Data records
** START **

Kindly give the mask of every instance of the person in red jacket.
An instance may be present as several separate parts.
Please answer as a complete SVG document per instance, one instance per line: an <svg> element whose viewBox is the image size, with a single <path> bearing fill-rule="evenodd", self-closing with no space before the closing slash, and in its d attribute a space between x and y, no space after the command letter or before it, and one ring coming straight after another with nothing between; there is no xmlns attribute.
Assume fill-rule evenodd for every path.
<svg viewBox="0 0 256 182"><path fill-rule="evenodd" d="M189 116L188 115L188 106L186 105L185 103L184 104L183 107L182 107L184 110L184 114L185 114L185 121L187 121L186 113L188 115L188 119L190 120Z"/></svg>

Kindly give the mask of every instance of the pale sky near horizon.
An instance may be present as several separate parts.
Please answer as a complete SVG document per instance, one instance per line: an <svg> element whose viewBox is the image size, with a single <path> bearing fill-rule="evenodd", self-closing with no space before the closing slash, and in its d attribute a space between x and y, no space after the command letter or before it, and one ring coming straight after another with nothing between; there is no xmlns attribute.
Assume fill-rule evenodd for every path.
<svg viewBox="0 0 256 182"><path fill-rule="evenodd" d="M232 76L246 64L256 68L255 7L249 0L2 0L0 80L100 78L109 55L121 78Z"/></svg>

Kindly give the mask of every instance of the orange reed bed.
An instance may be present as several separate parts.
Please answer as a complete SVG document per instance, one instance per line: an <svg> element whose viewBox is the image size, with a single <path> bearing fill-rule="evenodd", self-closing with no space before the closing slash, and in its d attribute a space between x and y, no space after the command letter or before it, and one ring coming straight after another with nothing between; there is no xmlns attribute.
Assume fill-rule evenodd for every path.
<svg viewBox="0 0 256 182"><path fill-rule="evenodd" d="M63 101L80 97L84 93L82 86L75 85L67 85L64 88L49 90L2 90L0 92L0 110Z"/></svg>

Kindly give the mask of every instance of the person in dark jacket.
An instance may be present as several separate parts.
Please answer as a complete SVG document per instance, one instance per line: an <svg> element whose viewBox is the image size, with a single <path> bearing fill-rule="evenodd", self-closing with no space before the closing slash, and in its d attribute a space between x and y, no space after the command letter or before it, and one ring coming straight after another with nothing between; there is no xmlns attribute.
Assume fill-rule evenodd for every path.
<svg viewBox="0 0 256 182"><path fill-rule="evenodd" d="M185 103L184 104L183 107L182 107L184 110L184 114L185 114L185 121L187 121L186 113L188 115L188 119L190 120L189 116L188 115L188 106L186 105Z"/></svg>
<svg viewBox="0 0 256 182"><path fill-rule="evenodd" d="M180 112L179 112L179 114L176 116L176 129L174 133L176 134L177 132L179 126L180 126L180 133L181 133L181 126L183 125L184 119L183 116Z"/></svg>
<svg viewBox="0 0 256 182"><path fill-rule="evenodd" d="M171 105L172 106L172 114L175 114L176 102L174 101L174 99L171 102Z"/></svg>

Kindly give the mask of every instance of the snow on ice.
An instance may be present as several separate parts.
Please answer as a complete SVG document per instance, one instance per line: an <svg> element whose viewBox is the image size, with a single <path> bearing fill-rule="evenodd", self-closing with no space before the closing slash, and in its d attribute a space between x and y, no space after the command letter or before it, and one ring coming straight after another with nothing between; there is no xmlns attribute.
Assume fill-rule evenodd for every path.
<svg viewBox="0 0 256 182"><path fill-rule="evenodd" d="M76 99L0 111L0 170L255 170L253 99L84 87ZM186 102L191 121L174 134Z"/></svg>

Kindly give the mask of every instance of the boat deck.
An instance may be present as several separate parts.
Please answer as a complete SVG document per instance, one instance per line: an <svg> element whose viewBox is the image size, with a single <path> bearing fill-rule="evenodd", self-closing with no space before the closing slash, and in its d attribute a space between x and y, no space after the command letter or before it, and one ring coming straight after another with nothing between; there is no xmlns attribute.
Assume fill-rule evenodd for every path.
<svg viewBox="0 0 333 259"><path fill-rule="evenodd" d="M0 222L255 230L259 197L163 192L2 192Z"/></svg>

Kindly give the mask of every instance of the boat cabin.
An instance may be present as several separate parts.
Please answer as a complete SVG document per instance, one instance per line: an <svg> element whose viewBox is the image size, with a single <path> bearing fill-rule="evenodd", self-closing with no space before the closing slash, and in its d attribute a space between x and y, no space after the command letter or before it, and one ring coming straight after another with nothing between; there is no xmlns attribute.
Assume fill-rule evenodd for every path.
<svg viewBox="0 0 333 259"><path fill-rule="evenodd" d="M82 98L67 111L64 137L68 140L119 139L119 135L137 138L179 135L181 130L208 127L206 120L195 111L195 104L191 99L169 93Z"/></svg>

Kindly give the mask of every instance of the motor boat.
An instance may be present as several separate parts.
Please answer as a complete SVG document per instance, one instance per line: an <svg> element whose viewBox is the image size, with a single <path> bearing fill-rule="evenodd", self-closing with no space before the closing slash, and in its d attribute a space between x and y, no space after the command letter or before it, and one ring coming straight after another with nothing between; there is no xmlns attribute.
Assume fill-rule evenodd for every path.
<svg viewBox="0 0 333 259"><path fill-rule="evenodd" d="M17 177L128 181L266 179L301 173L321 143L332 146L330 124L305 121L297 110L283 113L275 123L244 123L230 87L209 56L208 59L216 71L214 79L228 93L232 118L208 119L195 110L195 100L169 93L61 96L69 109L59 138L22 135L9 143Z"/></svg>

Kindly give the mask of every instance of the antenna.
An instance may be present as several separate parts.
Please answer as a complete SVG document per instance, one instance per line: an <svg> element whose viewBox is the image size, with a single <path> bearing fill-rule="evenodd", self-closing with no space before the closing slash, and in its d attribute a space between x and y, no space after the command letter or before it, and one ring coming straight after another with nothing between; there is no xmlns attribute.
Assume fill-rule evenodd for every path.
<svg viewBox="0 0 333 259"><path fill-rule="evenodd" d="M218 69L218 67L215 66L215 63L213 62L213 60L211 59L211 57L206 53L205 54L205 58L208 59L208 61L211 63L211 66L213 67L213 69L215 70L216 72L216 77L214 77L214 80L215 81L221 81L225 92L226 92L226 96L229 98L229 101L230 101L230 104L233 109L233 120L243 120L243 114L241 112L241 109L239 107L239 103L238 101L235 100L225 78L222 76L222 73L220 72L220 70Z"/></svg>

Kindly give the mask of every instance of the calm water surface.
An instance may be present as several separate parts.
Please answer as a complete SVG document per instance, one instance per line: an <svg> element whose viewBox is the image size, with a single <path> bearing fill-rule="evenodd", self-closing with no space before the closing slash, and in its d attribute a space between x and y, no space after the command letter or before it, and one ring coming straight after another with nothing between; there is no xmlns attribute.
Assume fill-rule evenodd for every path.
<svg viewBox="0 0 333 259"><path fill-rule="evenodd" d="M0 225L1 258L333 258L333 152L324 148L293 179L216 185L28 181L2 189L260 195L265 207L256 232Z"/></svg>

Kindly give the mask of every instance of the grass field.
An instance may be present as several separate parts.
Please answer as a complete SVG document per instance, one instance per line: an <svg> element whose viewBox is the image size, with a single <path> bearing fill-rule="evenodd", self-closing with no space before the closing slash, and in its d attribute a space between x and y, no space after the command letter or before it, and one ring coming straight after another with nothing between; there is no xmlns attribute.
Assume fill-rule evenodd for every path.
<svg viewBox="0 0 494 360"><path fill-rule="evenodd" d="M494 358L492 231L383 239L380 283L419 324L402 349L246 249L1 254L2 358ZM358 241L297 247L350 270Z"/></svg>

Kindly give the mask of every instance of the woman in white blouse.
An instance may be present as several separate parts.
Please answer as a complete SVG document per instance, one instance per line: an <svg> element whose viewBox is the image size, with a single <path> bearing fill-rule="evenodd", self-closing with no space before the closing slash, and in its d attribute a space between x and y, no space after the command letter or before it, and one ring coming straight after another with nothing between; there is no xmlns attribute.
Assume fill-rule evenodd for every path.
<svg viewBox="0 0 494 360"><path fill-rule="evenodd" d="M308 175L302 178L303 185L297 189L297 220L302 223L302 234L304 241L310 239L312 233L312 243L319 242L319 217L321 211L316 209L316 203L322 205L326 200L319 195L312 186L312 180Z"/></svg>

** END **

§ **Task objective**
Copy the lines starting at the one containing "Kindly give the mask of every instance of the snow" and ending at the one containing "98L67 111L64 137L68", both included, exactly as they appear.

§ **Result below**
Kindly give the mask of every instance of the snow on ice.
An instance may be present as several separate parts.
Please answer as a complete SVG document per instance, one instance per line: an <svg> element whose viewBox is the image size, with a single <path> bearing fill-rule="evenodd", self-closing with no space before the closing slash, and in its d attribute a space between x and y, no space after the command letter or before it, and one ring coming straight after another with nothing between; there is no xmlns attribute.
Assume fill-rule evenodd for every path.
<svg viewBox="0 0 256 182"><path fill-rule="evenodd" d="M76 99L0 111L0 170L255 170L253 99L84 87ZM186 102L191 121L174 134Z"/></svg>

Kindly give the mask of every instance of the boat deck.
An instance may be present as several separate parts.
Please answer as a complete SVG document per instance, one instance per line: an <svg> element whose viewBox is the image size, with a single <path> bearing fill-rule="evenodd", self-closing with no space before the closing slash, and in its d attribute a space between x and y, no space after the command letter or before it, and one ring coming straight after another with nothing between; there is no xmlns attribute.
Assume fill-rule evenodd for every path.
<svg viewBox="0 0 333 259"><path fill-rule="evenodd" d="M0 222L255 230L259 197L163 192L2 192Z"/></svg>

Kindly give the mask of every instance of the boat cabin.
An instance may be present as several separate parts.
Please answer as a complete SVG document per instance, one instance per line: an <svg> element whose viewBox is the image size, with a single <path> bearing fill-rule="evenodd", self-closing with no space before the closing slash, and in its d attribute a space between x and y, no space after the command letter or before it, and one ring coming straight after another with nothing between; there is no xmlns attribute.
Assume fill-rule evenodd for every path.
<svg viewBox="0 0 333 259"><path fill-rule="evenodd" d="M82 98L67 111L64 137L68 140L119 139L119 135L137 138L179 135L181 130L208 127L206 120L195 111L195 104L191 99L169 93Z"/></svg>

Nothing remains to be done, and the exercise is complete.